Fatten your wallet using proven 3-point strategy

By John F. Wasik
Bloomberg News Service

CHICAGO — It's time to think about the rest of your life again — well, at least the next year — and what you can do to avoid the mayhem that plagued your portfolio last year.

Although your year-end statement will be in your mailbox soon — and maybe you still haven't opened your statements from last year, either — there's much you can do to improve your situation.

First, forget about market forecasts for the coming year. This year's "to do" list is pretty simple: Save more, diversify and keep expenses down.

This tripod strategy works in ways that Wall Street and Washington are loath to admit.

In a low-return environment, saving and expense reduction will work much better than chasing turn-around stocks or betting on bonds.

This financial tune-up plan works every year, although far too many people pay attention to the blabbing on some financial TV networks than this proven wealth creation strategy.

What diversification means in practice:

• Your core holding should be a Wilshire 5000 mutual fund or similar exchange-traded fund. This stock-index fund represents more than 6,000 listed U.S. Stocks.

• To secure your wealth — crucial for those within 10 years of retirement — buy U.S. Treasury Inflation-Protected Securities or TIPS. They are sold though brokers or directly by the Treasury at www.treasurydirect.gov. These guaranteed securities lock in principal and track inflation.

RECORD LIST:

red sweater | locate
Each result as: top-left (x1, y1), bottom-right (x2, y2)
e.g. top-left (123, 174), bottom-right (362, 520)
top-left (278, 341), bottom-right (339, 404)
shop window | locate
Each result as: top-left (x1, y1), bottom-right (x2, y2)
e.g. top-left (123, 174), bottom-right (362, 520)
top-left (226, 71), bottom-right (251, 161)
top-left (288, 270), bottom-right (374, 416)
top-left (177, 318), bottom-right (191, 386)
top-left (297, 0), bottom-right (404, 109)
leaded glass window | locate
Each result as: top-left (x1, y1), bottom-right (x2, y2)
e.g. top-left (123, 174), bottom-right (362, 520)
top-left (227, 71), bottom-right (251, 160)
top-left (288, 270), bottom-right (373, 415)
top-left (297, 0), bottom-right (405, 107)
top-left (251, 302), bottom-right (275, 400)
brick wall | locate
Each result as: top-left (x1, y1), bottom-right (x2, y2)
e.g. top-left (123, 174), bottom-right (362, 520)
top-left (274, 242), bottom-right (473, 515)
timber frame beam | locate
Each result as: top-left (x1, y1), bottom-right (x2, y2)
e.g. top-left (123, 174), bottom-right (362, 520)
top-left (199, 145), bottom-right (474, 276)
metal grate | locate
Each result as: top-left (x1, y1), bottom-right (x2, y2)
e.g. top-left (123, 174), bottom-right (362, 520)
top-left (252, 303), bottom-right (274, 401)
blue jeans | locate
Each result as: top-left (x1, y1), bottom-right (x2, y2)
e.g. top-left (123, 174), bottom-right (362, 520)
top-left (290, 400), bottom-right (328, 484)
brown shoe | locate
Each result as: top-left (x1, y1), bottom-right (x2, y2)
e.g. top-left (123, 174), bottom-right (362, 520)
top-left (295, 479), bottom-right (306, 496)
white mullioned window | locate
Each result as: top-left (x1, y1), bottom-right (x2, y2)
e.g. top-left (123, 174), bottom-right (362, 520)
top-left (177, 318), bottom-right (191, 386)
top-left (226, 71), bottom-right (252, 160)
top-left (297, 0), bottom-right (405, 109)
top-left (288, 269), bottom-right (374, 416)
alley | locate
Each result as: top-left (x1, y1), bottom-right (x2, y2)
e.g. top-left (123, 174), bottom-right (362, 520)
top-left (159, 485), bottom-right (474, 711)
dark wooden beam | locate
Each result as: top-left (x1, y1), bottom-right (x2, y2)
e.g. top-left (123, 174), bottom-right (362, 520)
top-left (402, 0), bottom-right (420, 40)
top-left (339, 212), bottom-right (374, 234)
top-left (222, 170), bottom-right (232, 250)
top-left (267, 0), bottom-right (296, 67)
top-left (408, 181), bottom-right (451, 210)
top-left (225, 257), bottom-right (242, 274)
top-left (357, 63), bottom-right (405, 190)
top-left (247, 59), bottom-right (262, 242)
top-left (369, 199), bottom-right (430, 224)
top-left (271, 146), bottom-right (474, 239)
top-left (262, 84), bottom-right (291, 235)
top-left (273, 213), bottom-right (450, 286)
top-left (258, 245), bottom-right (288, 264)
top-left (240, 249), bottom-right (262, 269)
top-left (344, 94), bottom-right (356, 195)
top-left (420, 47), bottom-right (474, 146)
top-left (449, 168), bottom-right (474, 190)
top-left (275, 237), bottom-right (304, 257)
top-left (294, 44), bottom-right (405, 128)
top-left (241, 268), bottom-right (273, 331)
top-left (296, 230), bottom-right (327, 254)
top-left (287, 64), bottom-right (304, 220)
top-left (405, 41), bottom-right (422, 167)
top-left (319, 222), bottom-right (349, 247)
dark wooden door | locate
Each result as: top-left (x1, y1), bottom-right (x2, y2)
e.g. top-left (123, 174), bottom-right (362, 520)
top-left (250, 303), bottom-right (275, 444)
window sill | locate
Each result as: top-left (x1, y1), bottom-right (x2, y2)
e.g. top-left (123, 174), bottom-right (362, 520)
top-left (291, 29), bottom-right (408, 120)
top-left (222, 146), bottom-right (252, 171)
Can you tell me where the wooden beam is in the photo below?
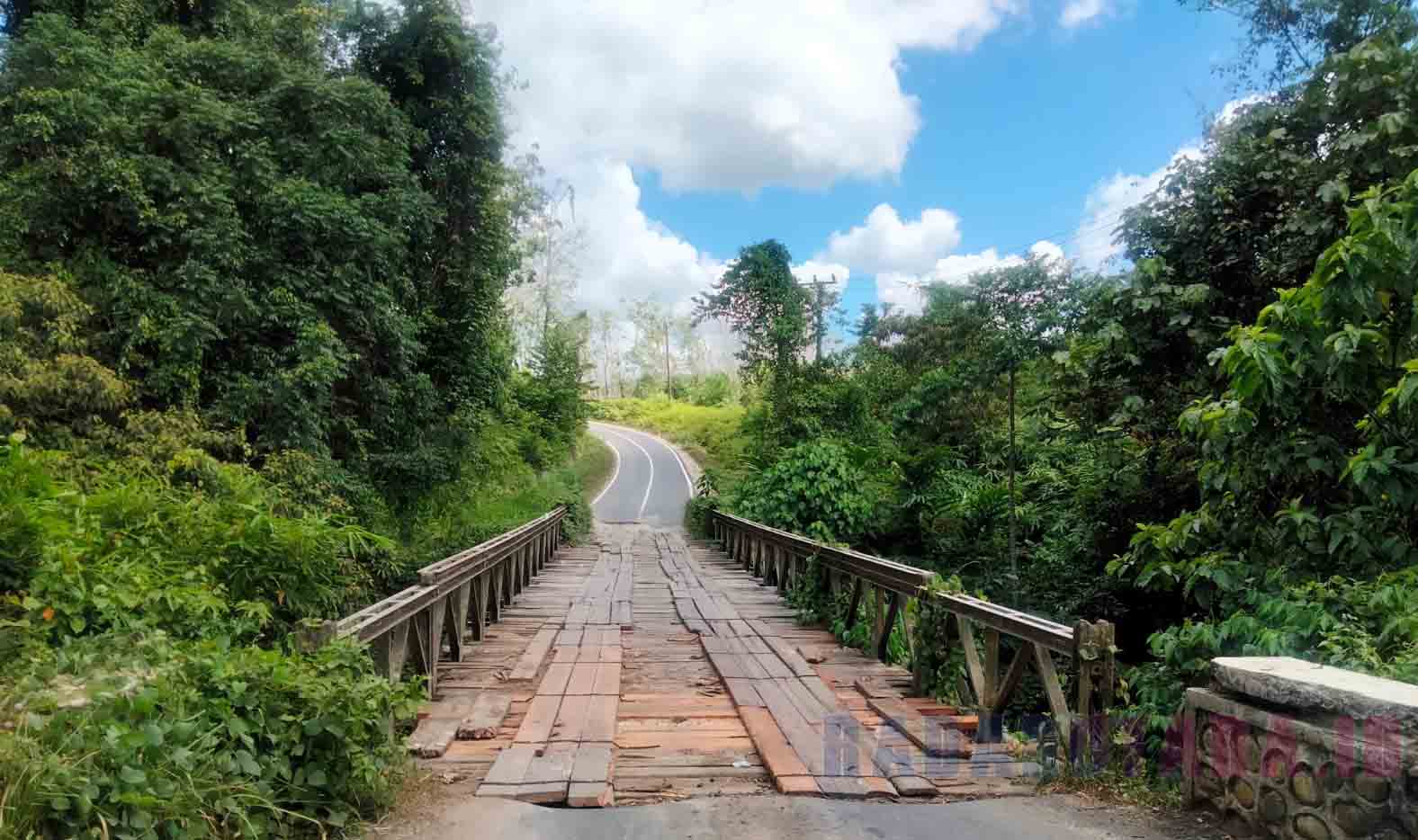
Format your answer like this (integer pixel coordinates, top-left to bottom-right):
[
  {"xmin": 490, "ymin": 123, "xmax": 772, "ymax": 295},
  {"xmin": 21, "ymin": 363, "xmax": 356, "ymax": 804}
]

DIRECTION 1:
List the three items on this year's "to do" list in the personal finance article.
DIRECTION 2:
Summarize the personal finance article in two sentences.
DIRECTION 3:
Pick up the personal finance article after its last sentence and continue it.

TASK RESULT 1:
- Save more
- Diversify
- Keep expenses down

TASK RESULT 2:
Instead of following market forecasts, investors should save more, diversify and keep expenses down, a strategy that works better than chasing turn-around stocks or betting on bonds in a low-return environment. In practice, diversification means holding a Wilshire 5000 fund or a similar exchange-traded fund as the core and, for those within 10 years of retirement, buying Treasury Inflation-Protected Securities, which lock in principal and track inflation.

TASK RESULT 3:
• For your liquid, rainy day money, combine a money-market fund with insured certificates of deposit. Check www.imoneynet.com and www.banxquote.com for the highest rates.

Keep expenses down. The lower your investment expenses, the more money you keep. That applies to everything from your 401(k) to your Roth IRA.

Here's a rule of thumb: The least-expensive stock-index or exchange-traded fund expenses range from 0.09 percent to 0.25 percent per year to manage your money.

So if you are paying 1 percent or more a year, you're grossly overpaying your investment managers, and your returns will suffer accordingly.

Ask your company retirement plan administrator what your plan is paying in expenses. Remember, the employer isn't paying for them. You are.

It's a new year. Why not resolve to take an active role in to improve your retirement plan? Don't want to go it alone? Form a 401(k) club together within your department to talk about savings, expenses, returns and diversification over lunch today. It will make for a profitable conversation.